SHORT PROBLEM 1: Select every line in the listing below that contains the word "seed".

-=-=-

In an interesting and touching chapter from Diana Butler Bass’s book Grateful she presents the importance of involving the heart in matters of gratitude. We are used to the kind of gratitude that is ‘targeted’ – we know who gave the gift and we find a way to express our thanks in some way with a card, a word, a hug. But there is also ‘un-targeted’ gratitude which is a state of feeling gratitude even when there is no one to thank.

In the past, when something good happened – you survived a sickness, found some money, enjoyed a good harvest – there was no place to direct your thanks to specifically so you would direct it to God.

Receiving un-targeted gifts presents a problem though. Why did you survive the epidemic but your husband didn’t? What about the person who lost the money? What if the weather sent a tornado that destroyed the village? In those cases was God punishing or withholding gifts for some reason? Maybe somebody wasn’t thankful enough and he was angry!

Questions like these would also push people in the opposite direction to doubting or being angry at a randomly good God.

-=-=-

SHORT PROBLEM 2: In the passage on gratitude, how is "un-targeted" gratitude described?

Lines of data

-=-=-

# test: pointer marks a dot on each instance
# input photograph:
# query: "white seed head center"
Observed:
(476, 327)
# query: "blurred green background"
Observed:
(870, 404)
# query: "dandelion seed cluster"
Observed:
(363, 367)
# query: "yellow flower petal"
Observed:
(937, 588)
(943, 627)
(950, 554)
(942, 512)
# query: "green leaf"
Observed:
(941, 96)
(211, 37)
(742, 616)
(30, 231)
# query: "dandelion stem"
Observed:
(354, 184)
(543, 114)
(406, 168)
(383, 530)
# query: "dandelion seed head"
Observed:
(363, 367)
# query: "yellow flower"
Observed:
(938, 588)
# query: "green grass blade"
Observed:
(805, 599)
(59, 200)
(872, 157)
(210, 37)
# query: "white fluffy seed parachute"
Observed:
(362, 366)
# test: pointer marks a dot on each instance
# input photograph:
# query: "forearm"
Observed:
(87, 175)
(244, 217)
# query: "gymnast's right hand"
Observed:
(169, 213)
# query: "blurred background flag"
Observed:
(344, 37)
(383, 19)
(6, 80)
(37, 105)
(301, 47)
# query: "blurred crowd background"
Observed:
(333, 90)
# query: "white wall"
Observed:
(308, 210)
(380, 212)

-=-=-

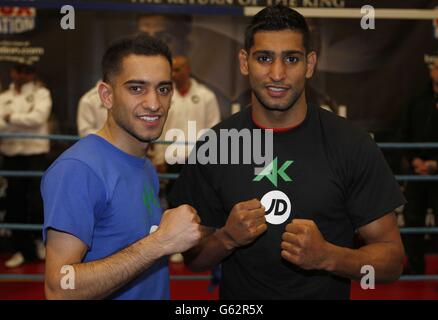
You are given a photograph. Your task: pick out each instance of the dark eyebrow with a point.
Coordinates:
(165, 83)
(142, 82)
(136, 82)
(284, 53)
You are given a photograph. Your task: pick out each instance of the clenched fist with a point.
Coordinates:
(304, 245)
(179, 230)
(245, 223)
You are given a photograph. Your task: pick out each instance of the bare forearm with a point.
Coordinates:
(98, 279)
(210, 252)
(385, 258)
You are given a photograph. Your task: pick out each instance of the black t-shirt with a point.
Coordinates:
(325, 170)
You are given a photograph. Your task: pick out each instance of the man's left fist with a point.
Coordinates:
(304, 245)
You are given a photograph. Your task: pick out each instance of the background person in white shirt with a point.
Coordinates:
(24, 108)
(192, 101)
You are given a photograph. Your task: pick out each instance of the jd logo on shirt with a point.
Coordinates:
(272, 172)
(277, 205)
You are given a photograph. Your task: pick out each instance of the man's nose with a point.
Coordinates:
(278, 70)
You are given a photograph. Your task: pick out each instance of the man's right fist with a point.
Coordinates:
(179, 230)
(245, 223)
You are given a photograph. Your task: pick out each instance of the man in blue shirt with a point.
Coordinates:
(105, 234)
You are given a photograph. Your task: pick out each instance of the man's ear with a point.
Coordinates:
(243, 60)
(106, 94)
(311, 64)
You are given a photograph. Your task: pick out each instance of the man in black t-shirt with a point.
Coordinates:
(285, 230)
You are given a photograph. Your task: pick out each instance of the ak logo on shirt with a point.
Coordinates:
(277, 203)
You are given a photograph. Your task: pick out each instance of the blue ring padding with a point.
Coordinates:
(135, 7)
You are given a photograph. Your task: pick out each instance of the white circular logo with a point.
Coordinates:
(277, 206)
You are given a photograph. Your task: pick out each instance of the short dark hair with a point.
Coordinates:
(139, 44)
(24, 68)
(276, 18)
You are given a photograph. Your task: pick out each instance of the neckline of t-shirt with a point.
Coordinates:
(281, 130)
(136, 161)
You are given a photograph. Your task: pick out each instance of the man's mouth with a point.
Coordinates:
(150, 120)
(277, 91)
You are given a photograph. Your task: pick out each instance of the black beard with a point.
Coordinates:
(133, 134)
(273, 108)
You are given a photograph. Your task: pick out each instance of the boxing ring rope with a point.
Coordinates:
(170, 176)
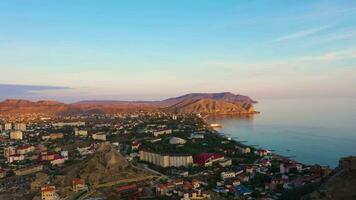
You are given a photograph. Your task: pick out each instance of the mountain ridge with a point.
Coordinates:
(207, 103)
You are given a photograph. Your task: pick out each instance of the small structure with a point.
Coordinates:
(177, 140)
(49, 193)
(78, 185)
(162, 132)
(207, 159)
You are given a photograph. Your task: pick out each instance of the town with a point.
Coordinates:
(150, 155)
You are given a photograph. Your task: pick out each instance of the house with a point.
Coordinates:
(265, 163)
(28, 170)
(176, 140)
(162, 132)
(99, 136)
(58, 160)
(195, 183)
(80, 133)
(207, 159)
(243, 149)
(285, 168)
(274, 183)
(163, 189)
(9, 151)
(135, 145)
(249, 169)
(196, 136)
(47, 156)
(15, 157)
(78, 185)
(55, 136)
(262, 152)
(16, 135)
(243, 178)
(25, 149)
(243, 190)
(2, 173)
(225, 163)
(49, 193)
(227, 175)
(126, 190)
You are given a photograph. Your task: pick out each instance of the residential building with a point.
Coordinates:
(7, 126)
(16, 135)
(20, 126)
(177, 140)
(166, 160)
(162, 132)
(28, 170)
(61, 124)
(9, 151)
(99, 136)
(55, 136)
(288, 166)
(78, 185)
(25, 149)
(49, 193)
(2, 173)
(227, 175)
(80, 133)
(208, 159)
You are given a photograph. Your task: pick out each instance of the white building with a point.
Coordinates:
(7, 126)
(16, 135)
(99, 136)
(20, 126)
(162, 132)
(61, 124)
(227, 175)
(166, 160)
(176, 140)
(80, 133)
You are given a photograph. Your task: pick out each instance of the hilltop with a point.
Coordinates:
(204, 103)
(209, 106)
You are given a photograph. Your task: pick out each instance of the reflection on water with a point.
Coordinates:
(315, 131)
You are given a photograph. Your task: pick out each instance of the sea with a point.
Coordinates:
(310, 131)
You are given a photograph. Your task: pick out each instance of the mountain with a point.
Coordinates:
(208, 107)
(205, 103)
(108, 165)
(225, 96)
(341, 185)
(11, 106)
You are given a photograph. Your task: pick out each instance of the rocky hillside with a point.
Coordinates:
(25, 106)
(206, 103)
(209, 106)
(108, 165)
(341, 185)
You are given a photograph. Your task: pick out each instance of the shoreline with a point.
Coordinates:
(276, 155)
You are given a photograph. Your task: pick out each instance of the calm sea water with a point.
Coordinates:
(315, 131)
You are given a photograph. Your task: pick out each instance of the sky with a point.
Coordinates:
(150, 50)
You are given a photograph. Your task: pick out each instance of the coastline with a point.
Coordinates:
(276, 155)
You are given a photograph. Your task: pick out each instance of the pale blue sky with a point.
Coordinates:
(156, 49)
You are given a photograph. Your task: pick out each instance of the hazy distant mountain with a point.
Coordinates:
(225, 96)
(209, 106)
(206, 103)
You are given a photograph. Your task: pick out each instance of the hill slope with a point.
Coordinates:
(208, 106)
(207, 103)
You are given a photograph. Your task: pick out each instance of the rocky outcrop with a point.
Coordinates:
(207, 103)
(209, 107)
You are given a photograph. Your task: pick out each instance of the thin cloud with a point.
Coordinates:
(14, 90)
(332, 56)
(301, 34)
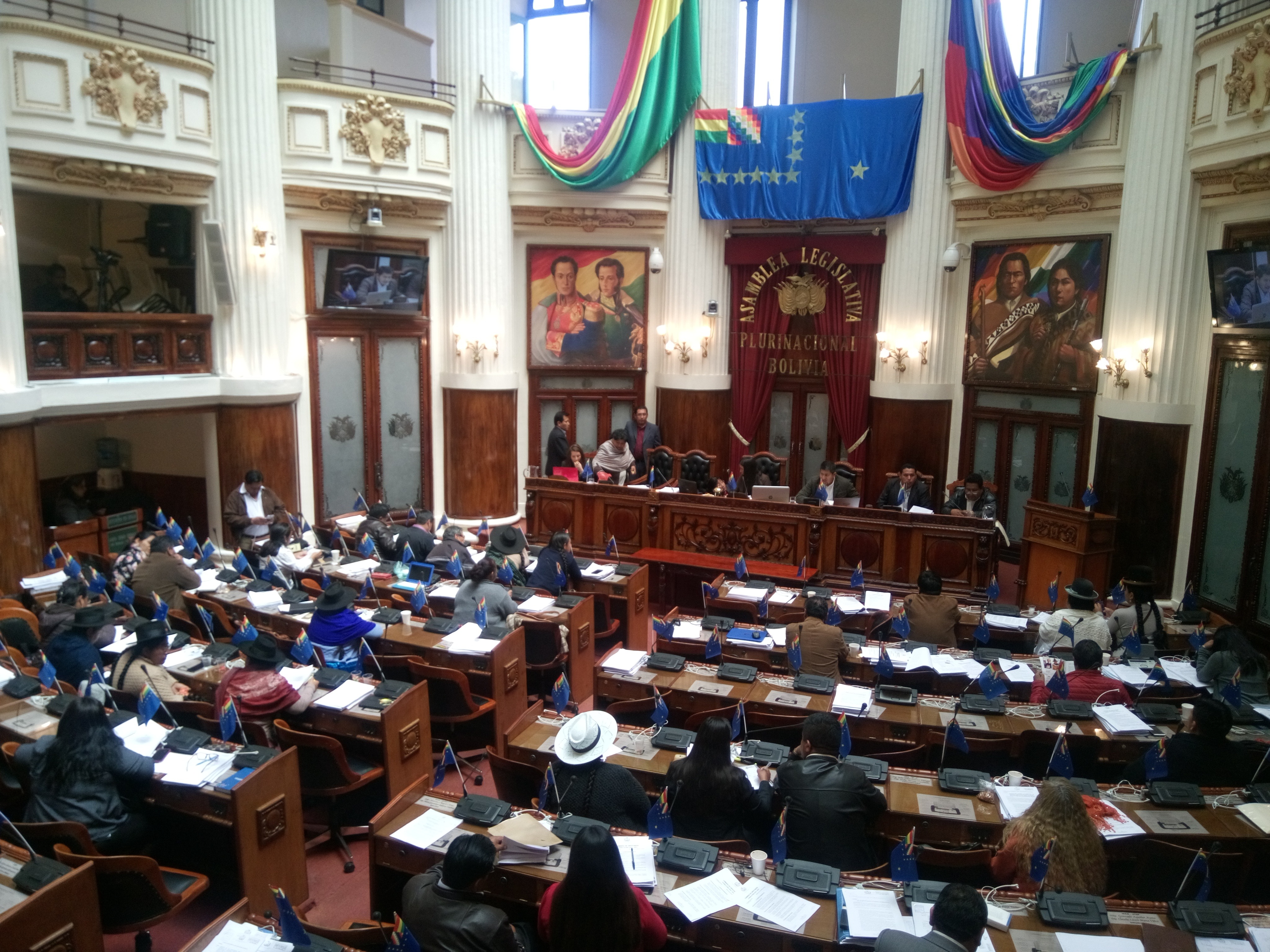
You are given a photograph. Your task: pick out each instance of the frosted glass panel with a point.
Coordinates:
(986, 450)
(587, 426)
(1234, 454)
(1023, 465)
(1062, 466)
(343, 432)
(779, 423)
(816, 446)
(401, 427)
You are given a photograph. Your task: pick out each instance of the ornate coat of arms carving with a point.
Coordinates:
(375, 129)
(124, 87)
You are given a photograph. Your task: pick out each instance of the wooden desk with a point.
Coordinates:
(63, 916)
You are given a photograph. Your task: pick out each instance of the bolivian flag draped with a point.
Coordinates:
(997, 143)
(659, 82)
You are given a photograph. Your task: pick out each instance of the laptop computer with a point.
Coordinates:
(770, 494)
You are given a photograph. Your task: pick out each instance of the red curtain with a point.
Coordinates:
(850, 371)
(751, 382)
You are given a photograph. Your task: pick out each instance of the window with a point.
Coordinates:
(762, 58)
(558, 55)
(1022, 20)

-=-=-

FINAL ANSWER 1:
# query: "white seed head center"
# query: "dandelion seed cluster"
# query: "dandelion seed head"
# query: "white fluffy seed parachute"

FINAL ANSWER 2: It is a state of feeling gratitude even when there is no one to thank.